**What to do:**
[1] Answer these questions using the article on AI expenses:
(a) What efficiency gain did Mark Zuckerberg cite for Meta's software engineers?
(b) For which firm does Laura Martin cover Meta?
(c) At which firm did Martin start as an analyst?
[2] Format the lines of the records as a numbered list, from the line containing "[mask] white upvc window -> every instance" through the line containing "Mark the region of every instance of the white", inclusive, leaving out any blank lines.

**Source excerpt:**
--- BEGIN ---

Jobs or GPUs?
Massive AI expenses will start coming back to roost soon. Analysts say tech workers should be worried.
Hundreds of billions of dollars’ worth of depreciation costs will begin weighing on companies soon, with analysts saying layoffs are likely. “GPUs don’t need as much stock-compensation expense,” one said.
The vibes should have been good.
Meta’s fourth-quarter numbers had just trounced expectations. Revenue hit an all-time high. The stock price was ripping after-hours.
But as longtime tech analyst Laura Martin listened to CEO Mark Zuckerberg’s post-earnings conference call late last month, she heard what she later described as “a veiled threat.”
It came as Zuckerberg touted efficiency gains of 30% for Meta’s software engineers thanks to new “agentic” AI coding tools. Productivity jumped as much as 80% for some “power users,” he said.
“We expect this growth to accelerate through the next half,” he said.
Martin, who covers Meta for Needham & Co., has been interpreting CEO-speak since starting as an analyst for Credit Suisse First Boston in the late 1990s. She had a pretty clear idea of the message Zuck was sending.

--- END ---

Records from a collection
--- BEGIN ---

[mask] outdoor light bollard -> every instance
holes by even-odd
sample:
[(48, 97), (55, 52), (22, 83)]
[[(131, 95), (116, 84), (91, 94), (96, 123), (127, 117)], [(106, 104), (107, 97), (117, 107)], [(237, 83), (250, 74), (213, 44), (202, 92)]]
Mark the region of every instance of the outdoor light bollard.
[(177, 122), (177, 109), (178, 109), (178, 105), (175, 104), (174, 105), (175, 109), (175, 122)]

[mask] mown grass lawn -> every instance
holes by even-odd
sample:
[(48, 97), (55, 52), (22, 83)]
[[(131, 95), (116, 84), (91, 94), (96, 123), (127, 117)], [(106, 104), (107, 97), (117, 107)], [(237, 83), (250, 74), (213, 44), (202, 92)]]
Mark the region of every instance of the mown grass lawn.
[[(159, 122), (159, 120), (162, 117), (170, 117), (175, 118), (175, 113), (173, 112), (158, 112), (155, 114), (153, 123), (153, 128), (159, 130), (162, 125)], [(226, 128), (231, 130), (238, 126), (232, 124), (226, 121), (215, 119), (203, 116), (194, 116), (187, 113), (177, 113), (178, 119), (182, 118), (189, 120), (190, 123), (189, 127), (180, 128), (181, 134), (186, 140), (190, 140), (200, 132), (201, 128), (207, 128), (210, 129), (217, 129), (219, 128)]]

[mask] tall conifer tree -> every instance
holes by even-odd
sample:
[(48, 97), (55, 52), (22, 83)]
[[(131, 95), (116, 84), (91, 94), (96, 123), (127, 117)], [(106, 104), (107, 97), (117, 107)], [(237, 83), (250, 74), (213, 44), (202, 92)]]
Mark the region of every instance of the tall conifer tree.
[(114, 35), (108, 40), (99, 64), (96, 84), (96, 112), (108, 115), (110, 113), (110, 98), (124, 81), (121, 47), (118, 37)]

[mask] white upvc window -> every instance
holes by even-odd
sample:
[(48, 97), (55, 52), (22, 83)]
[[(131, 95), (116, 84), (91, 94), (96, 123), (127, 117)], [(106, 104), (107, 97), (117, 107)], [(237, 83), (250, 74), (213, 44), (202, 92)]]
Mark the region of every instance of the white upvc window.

--- END ---
--- BEGIN ---

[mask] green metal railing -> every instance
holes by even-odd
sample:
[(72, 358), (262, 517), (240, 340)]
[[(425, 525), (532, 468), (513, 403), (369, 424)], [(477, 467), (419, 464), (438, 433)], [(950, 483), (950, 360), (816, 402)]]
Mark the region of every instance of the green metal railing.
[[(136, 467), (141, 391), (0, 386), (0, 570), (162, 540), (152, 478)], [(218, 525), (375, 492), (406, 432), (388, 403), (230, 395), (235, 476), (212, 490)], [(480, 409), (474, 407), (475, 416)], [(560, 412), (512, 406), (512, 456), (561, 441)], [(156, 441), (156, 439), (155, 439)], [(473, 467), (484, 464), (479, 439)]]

--- END ---
--- BEGIN ---

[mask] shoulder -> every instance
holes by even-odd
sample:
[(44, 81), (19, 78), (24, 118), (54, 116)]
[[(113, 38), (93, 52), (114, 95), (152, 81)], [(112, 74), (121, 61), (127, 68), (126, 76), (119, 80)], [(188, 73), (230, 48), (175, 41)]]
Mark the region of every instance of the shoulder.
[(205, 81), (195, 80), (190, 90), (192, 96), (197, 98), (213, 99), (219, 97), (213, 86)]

--- END ---

**Responses by task:**
[1]
(a) 30%
(b) Needham & Co.
(c) Credit Suisse First Boston

[2]
1. [mask] white upvc window -> every instance
2. holes by even-odd
3. sample:
4. [(48, 97), (55, 52), (22, 83)]
5. [[(131, 95), (116, 84), (91, 94), (96, 123), (127, 117)], [(106, 104), (107, 97), (117, 107)], [(237, 83), (250, 74), (213, 44), (202, 92)]]
6. Mark the region of every instance of the white upvc window.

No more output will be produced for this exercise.